→ Reading text
---

Aug. 16, 2001 -- Her name is Xena, but she’s no warrior princess.
Xena is a scrappy, black-coated piglet born from a white-coated sow. As a swine produced by cloned genetic material from fetal pig cells, Xena represents the latest living milestone in the rapidly evolving field of genetic cloning.
She is named after the field of research that scientists hope her birth might advance — xenotransplantation — the use of genetically modified animal organs for transplant into humans.
“By bringing animal organs one step closer to being transplanted into human beings, we hope to one day overcome the desperate shortage of donor organs,” says Elizabeth Fagan, a professor of medicine and pediatrics at Rush Presbyterian at St. Luke’s Medical Center in Chicago.
Pig tissue and organs, particularly the liver, are thought to be similar to human’s and hold the best possibility for human transplant. But Fagan explains that even with the successful cloning of a pig, scientists still must find methods of ensuring pig’s organs aren’t rejected in the human body and are able to function in human hosts.

---

[Entries taken from a collection]
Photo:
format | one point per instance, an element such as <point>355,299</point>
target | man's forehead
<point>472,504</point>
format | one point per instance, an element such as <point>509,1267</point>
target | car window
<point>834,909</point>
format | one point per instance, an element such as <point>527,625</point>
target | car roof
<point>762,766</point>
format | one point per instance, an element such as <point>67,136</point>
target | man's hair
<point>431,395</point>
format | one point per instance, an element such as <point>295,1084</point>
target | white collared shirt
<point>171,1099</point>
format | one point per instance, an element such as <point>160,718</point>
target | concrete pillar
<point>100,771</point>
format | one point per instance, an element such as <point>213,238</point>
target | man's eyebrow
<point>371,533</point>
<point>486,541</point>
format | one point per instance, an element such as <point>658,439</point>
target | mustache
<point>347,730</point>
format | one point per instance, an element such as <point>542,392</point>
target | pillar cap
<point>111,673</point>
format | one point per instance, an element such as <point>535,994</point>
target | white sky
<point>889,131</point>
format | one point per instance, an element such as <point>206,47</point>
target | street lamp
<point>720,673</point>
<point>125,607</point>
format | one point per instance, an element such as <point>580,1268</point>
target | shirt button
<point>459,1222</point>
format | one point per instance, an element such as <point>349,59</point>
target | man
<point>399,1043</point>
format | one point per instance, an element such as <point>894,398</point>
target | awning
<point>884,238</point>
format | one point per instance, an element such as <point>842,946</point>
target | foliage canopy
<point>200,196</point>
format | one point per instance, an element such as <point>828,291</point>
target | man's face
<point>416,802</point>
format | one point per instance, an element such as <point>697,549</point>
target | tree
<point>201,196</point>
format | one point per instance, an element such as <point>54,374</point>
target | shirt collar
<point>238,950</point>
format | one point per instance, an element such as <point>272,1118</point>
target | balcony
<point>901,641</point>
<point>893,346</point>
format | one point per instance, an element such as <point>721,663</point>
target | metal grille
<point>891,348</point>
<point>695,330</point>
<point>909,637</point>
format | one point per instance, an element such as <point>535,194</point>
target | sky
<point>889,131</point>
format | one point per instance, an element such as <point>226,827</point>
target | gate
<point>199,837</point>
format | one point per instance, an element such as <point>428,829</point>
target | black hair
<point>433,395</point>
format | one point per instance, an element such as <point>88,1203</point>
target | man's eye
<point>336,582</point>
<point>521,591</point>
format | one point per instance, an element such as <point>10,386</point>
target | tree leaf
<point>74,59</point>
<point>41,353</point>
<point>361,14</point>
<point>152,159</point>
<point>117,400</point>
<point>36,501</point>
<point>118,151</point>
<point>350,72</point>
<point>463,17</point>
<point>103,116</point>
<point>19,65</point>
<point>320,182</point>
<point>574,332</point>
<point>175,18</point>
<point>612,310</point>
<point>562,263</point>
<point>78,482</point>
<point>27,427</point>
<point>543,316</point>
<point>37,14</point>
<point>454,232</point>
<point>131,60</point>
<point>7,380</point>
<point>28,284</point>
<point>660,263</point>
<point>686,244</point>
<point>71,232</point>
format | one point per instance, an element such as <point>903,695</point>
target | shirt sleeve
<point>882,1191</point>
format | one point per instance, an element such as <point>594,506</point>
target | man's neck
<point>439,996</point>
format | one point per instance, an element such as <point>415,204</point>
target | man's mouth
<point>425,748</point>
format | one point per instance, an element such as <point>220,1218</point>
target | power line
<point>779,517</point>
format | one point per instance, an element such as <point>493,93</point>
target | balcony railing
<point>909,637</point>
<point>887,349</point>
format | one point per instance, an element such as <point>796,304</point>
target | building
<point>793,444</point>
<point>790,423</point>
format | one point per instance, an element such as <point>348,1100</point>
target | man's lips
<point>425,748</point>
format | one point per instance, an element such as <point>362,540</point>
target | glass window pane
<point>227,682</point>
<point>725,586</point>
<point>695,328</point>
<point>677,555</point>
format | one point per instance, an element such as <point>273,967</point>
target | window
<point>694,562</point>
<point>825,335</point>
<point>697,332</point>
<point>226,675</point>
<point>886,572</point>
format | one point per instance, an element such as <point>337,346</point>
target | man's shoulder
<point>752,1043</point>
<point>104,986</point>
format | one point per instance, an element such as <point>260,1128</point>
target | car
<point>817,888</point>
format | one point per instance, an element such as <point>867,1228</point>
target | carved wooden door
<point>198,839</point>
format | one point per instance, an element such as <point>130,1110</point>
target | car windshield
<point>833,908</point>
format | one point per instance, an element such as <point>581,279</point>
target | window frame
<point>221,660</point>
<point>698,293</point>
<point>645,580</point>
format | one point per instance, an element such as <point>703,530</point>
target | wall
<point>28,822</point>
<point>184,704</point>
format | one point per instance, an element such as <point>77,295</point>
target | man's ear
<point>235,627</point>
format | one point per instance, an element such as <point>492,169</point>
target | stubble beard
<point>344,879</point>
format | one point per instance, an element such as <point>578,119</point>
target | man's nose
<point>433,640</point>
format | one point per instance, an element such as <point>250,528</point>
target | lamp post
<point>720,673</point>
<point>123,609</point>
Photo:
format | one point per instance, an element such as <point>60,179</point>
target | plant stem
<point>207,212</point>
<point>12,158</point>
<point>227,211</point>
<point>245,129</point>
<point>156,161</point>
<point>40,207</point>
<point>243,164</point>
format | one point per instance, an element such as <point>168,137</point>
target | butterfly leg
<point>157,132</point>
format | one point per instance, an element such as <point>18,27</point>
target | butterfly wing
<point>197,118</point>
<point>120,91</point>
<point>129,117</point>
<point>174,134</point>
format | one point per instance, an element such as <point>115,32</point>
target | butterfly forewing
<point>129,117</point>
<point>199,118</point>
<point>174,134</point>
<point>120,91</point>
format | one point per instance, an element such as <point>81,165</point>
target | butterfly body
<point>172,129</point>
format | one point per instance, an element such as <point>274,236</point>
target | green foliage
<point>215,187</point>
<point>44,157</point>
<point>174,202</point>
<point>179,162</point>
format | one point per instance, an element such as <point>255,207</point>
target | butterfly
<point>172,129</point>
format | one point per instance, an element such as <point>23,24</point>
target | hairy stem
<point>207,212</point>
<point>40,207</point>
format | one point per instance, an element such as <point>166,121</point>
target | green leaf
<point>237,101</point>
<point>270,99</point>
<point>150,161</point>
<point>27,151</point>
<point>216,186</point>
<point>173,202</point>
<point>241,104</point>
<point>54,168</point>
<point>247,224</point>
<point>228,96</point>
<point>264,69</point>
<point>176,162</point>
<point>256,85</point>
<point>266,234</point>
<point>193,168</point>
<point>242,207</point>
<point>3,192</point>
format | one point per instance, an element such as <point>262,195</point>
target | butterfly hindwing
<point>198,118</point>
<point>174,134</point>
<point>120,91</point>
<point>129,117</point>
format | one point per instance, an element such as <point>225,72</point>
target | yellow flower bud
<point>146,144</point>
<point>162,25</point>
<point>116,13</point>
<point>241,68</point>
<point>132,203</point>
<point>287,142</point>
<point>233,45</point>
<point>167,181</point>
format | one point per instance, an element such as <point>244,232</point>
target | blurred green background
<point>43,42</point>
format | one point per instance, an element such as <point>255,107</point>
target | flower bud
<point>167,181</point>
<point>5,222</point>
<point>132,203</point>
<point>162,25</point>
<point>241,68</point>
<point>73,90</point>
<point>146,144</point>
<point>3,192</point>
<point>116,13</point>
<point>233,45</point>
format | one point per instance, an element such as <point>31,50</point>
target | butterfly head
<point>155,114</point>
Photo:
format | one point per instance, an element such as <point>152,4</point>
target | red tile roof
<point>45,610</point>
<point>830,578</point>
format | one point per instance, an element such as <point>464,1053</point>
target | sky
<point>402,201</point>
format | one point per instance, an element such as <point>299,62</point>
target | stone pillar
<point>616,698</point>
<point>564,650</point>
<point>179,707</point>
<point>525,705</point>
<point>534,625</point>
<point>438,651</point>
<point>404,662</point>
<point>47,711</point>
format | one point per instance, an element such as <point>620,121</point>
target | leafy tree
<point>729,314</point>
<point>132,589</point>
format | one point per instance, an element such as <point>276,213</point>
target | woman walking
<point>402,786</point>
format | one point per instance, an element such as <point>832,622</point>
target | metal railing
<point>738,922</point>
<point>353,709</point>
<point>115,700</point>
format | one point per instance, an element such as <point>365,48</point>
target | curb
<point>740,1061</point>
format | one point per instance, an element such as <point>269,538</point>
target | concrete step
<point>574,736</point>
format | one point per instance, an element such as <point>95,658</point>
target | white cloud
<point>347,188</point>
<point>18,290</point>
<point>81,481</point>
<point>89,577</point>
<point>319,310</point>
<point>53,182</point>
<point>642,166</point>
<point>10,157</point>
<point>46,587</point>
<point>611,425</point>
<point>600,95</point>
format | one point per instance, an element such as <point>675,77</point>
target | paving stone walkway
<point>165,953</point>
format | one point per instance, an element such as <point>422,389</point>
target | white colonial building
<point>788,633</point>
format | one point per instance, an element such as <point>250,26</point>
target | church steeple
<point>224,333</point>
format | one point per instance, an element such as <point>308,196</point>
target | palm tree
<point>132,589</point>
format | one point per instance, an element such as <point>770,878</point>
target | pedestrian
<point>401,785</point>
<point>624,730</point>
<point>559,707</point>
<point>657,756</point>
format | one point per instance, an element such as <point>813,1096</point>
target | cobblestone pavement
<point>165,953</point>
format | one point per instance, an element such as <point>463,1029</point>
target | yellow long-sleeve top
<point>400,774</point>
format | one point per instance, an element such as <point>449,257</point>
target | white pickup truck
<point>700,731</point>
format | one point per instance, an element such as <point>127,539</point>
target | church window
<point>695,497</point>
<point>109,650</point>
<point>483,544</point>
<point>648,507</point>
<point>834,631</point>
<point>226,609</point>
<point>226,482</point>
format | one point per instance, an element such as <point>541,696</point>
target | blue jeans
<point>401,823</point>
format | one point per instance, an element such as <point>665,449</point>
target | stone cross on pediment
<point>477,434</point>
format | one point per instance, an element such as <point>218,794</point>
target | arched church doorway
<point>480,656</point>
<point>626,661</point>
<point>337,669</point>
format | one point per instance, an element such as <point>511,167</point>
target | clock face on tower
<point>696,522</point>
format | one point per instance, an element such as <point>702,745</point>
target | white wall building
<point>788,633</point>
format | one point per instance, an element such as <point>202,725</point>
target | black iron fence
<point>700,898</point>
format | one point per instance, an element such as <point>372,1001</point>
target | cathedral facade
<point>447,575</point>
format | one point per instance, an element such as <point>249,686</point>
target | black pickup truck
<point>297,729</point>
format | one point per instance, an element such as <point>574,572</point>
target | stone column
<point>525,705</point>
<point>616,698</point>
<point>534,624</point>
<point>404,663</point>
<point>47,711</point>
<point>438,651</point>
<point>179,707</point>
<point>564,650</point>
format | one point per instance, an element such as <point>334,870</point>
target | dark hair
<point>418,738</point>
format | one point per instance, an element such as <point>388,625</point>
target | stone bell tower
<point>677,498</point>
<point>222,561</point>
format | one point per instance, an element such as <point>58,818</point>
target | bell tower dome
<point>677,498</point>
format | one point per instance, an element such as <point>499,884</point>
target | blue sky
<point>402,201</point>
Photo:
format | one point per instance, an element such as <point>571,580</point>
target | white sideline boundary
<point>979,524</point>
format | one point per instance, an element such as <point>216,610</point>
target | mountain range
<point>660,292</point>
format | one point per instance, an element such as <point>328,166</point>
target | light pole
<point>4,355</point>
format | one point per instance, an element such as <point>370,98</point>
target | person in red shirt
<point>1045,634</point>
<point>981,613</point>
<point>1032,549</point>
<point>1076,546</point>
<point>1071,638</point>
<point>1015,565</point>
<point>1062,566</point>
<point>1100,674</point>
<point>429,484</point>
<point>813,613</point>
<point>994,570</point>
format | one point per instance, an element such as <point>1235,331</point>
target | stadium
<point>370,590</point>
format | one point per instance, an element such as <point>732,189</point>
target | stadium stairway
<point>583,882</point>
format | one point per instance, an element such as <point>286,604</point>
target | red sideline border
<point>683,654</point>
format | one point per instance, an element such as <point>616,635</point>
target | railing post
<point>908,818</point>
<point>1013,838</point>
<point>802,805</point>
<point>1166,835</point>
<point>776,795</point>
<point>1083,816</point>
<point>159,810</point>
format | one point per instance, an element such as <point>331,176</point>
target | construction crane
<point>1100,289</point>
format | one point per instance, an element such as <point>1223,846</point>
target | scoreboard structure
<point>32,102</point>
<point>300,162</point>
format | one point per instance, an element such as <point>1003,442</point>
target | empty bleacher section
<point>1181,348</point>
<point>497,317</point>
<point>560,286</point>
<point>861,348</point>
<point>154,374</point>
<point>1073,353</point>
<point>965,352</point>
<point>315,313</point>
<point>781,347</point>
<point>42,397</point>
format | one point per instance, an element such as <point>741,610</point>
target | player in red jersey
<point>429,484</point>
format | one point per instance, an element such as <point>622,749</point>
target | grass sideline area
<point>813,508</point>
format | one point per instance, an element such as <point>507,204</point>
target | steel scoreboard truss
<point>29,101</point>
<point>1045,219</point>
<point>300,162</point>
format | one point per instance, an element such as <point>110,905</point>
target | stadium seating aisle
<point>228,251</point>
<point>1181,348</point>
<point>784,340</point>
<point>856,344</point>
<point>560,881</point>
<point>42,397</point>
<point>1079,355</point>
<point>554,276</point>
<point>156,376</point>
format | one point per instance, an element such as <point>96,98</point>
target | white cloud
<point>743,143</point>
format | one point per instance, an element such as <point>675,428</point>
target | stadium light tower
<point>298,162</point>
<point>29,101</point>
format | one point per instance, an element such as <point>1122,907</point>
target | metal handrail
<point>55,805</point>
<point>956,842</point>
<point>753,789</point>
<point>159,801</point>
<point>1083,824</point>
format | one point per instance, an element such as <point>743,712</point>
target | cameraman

---

→ Assigned task
Reproduce the cloned-piglet article starting at "She is named" and ending at "in human hosts.", substituting "cross-species transplantation" for "xenotransplantation".

→ Response box
She is named after the field of research that scientists hope her birth might advance — cross-species transplantation — the use of genetically modified animal organs for transplant into humans.
“By bringing animal organs one step closer to being transplanted into human beings, we hope to one day overcome the desperate shortage of donor organs,” says Elizabeth Fagan, a professor of medicine and pediatrics at Rush Presbyterian at St. Luke’s Medical Center in Chicago.
Pig tissue and organs, particularly the liver, are thought to be similar to human’s and hold the best possibility for human transplant. But Fagan explains that even with the successful cloning of a pig, scientists still must find methods of ensuring pig’s organs aren’t rejected in the human body and are able to function in human hosts.